# Kısa Alıştırma
Metin parçasına göre dostluğun neden bir derecesi ya da bozulmuş hali olamaz? Metnin gösterdiği gerekçeyle bir iki cümlede açıklayın.

OHAL: İç savaşın tespiti veya bizzat ilanı
Fotoğraf: Envato
Bazen dikotomik düşünmeye yol açsa da bir şeyin karşıtı, o şeyin ne olduğunu anlamanın yollarından biri sayılıyor. Gösterge bilimde ilk gösterilen gösterenin karşıtı kabul edilmekte, anlam karşıtına gönderme içinde oluşmaktadır. Spinoza’nın ifadesi ile, her evetleme kendi değillemesini barındırır. Sorun şu ki karşıtlık zihni olarak türdeş bir konuda söylenebilir.
Hayatta tümel karşıtlardan daha çok çelişik olanlar birbirini çeler, savaş durumunda salt karşıtını değil çelişiğini bulmak; dahası bunu sadece mantıkta değil pratikte de başarmak gerekiyor.
Hak, Özgürlük, Adalet, Dostluk Bölünebilir Bir Şey Değil, Çelişiği Çatışma veya Savaş Halidir
Her şeyin sonsuza kadar bölünüp bölünemeyeceği analitik düşünce ile nitel düşünce arasındaki en önemli tartışmalardan, felsefede çok temel paradokslardan birini oluşturuyor. Bazı şeyler sonsuza kadar bölünebilir mi, bilemiyorum, ancak en azından bazı şeylerin bölünmesi pek mümkün gözükmüyor, bölündüğünde de artık o şey olmaktan çıkıyor, özünü kaybediyor.
Fert birincil tözdür, bölünemez, bölünürse de fert olmaktan çıkar, ferdi sakatlamış, yaralamış oluruz.
Hak bölünebilir mi, örneğin düşünme hakkının derecesi olabilir, biraz düşünebilirsin ama tümden düşünme, daha ötesini düşünme denebilir mi, düşünme hak ve özgürlüğüne sınır koyulabilir mi?
Hak, adalet, özgürlük kendi içinde bir bütündür, bölünebilir bir durum değildir. Dostluk da bölünebilir bir şey değil, kendinde tam bir özelliktir. “Dostluk” kavramsal bir bütün olup bozulmuş hali veya derecesi olmaz.
İçeriksel olarak adalet birbirinin hakkına hukukuna saygı göstermeye, kendinden önce yanındakini, ötekini düşünmeye, diğerinin hakkını teslim etmeye dayanıyor. Böyle kişiler “dostları” oluşturuyor; Buna pozitif adalet sağduyusu denebilir.

# Kayıtlar
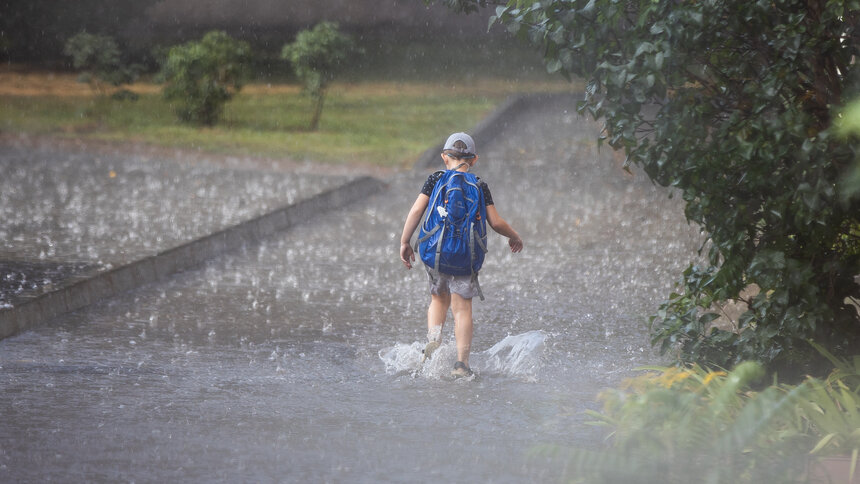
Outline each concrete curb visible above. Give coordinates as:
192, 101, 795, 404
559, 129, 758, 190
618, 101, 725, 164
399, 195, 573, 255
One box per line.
0, 177, 385, 339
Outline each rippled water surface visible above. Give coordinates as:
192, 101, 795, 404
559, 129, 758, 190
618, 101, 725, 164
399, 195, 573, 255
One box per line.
0, 95, 698, 482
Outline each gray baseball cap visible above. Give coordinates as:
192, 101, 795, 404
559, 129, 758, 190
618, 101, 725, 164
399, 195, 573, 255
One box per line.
442, 133, 477, 158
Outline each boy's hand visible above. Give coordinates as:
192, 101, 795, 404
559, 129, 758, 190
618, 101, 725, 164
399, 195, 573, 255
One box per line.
400, 244, 415, 269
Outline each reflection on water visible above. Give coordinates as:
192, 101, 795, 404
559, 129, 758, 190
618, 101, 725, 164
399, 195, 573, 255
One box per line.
0, 94, 698, 482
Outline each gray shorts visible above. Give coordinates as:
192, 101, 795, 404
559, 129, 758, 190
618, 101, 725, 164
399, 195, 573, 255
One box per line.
427, 268, 484, 299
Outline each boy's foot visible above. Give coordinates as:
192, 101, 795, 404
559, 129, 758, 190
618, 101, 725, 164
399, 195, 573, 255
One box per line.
451, 361, 472, 378
421, 341, 439, 363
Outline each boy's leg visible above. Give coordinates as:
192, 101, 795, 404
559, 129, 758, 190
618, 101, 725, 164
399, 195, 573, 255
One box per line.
451, 294, 472, 368
421, 294, 451, 362
427, 294, 451, 339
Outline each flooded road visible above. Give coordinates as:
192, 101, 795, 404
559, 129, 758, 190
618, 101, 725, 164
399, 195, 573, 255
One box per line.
0, 94, 699, 482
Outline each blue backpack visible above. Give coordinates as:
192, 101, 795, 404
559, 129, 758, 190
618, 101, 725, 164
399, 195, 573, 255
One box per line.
418, 170, 487, 276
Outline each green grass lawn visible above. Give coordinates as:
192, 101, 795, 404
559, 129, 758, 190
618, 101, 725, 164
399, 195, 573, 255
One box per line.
0, 33, 576, 168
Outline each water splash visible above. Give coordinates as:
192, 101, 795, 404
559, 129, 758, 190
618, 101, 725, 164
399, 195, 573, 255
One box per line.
379, 331, 547, 381
481, 330, 547, 380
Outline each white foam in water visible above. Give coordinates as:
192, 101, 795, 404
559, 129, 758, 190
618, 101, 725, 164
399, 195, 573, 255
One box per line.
379, 331, 547, 380
481, 331, 547, 379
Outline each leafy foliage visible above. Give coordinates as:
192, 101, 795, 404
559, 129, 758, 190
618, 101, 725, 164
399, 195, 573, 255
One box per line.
556, 358, 860, 483
161, 31, 251, 125
63, 32, 141, 94
436, 0, 860, 367
560, 363, 814, 483
281, 22, 359, 131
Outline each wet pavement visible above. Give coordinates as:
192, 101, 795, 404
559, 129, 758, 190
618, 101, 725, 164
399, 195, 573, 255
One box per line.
0, 92, 699, 482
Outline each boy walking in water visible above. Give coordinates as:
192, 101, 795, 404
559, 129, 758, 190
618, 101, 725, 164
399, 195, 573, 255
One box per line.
400, 133, 523, 377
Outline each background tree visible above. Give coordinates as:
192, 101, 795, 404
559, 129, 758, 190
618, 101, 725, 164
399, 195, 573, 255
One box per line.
63, 32, 141, 95
281, 22, 359, 131
434, 0, 860, 368
161, 31, 251, 125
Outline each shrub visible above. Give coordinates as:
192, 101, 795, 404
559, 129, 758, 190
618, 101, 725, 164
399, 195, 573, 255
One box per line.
281, 22, 359, 131
161, 31, 250, 125
63, 32, 141, 95
434, 0, 860, 368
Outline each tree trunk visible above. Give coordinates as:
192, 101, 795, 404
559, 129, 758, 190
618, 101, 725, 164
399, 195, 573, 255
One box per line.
311, 91, 325, 131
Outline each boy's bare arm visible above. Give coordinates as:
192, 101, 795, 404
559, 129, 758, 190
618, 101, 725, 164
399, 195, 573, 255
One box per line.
400, 193, 430, 269
487, 205, 523, 252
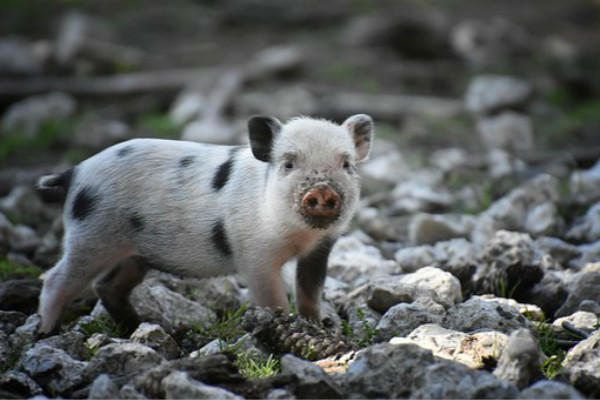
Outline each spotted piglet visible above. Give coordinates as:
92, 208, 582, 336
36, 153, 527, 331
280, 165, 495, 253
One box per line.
37, 114, 374, 334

# Yazılı Yanıt
Dostluk bölünebilir bir şey değildir, kendinde tam bir özelliktir. Kavramsal bir bütün olduğu için de bozulmuş bir hali ya da derecesi olmaz.